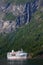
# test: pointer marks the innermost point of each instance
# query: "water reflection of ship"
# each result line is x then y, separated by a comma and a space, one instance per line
18, 55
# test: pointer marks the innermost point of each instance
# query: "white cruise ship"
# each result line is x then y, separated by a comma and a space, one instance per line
16, 55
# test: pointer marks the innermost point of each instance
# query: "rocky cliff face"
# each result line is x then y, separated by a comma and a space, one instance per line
22, 13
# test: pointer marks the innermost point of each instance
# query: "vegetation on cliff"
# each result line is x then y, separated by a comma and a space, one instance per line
29, 37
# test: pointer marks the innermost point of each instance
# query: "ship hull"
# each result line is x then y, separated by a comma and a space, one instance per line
16, 58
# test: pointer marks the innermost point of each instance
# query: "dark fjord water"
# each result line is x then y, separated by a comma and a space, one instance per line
21, 62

_Stated task_. Repeat each record exactly, with the pictures left out.

_Reply_.
# test: pointer marks the innermost point of each instance
# query: "water reflection of ship"
# each result line is x then y, separated by a comma and a space, one instance per line
18, 55
# test: pointer marks the innermost point of each instance
# query: "white cruise ship"
# each result line is x then y, separated by a comma and a space, one instance per line
16, 55
# test: pointer marks the innermost point of each instance
# query: "rocky cliff face"
# each result line is x then y, separated by a comma and a space, one instance per line
22, 13
# test: pointer marks the innermost point of each instance
# query: "vegetation on cliff"
# each result line is x then y, separated by a comma and a space, one instance per line
29, 37
# test: pointer marks the innermost point of each instance
# query: "ship hull"
# each result line is x then y, separated by a comma and a space, one instance per line
16, 58
# test: pointer marks the innermost point of each instance
# query: "dark fjord water"
# each result line is x then y, separated by a comma and a space, one instance per line
21, 62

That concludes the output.